Without the pictures, copy all the entries below exactly.

▶ [DATASET RECORDS]:
* Start *

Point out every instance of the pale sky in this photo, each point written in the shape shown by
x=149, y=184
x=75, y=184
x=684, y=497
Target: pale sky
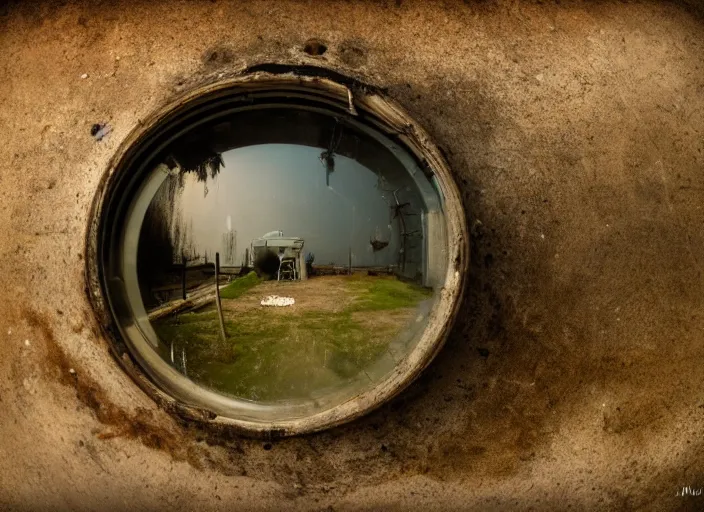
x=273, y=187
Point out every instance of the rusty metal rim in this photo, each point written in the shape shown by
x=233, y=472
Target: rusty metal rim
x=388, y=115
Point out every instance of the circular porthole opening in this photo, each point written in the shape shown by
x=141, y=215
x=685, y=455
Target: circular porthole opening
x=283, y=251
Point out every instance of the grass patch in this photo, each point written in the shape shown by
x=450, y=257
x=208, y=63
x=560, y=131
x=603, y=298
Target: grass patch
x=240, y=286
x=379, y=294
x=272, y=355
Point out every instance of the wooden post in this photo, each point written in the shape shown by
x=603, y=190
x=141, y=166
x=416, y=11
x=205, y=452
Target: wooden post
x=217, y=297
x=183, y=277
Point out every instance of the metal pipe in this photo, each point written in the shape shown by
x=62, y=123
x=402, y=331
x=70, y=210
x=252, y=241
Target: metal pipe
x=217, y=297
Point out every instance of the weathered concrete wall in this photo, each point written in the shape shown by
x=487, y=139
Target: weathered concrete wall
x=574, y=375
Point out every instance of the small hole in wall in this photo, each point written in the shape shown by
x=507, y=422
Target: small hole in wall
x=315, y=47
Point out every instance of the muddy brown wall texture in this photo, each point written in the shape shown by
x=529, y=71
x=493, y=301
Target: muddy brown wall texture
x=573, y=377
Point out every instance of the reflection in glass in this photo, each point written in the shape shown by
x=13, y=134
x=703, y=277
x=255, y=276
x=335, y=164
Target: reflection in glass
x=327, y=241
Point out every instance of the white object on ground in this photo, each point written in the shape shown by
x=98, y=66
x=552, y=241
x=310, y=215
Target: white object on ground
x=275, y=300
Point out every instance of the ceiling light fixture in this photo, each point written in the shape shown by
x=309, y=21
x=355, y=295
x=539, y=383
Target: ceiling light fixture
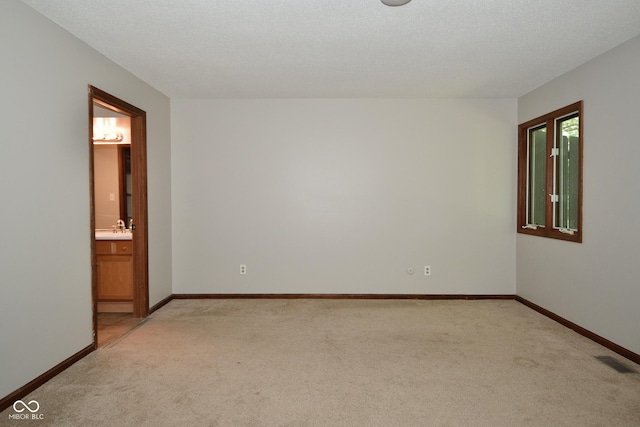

* End *

▶ [ANSWER IN FULL]:
Point out every instance of the pale sky in this photo, each point written in the shape shown by
x=149, y=184
x=75, y=184
x=684, y=497
Target: pale sky
x=273, y=187
Point out every instance of the rusty metal rim in this photo, each point written in the shape shown by
x=233, y=472
Target: rusty metal rim
x=388, y=115
Point out every instance of the circular porthole opening in this photo, each point written in the shape shown by
x=141, y=215
x=685, y=455
Target: circular porthole opening
x=283, y=251
Point out every instance of the grass patch in this photo, each point written in the shape shown by
x=450, y=257
x=208, y=63
x=560, y=131
x=603, y=298
Target: grass patch
x=240, y=286
x=379, y=294
x=272, y=355
Point out every instance of the wooden post in this photo, each point written in the shape shown by
x=603, y=190
x=141, y=166
x=416, y=11
x=205, y=452
Target: wooden post
x=217, y=297
x=183, y=277
Point out every instance of the metal pipe in this photo, each point written in the shape shown by
x=62, y=123
x=402, y=331
x=70, y=210
x=252, y=241
Target: metal pipe
x=217, y=297
Point out every instance of the weathered concrete wall in this photo, each point written in the shape shown by
x=487, y=139
Target: weathered concrete wall
x=574, y=375
Point out every instance of the small hole in wall in this photo, each point written in the shape shown by
x=507, y=422
Target: small hole in wall
x=315, y=47
Point out every instance of the muddy brown wall texture in this photo, each point written in the shape shown by
x=529, y=71
x=493, y=301
Target: muddy brown wall texture
x=573, y=377
Point out every instance of the reflection in glass in this photo, each point written in the shape shown by
x=13, y=134
x=703, y=277
x=255, y=276
x=335, y=164
Target: reflection in glass
x=327, y=241
Point out every instance of the white object on ground in this photo, each point written in the shape shown by
x=98, y=66
x=552, y=241
x=310, y=215
Target: white object on ground
x=275, y=300
Point out every instance of the ceiling light fixture in this photo, each point written in the shape shown by
x=309, y=21
x=355, y=295
x=539, y=383
Target: ceiling light fixture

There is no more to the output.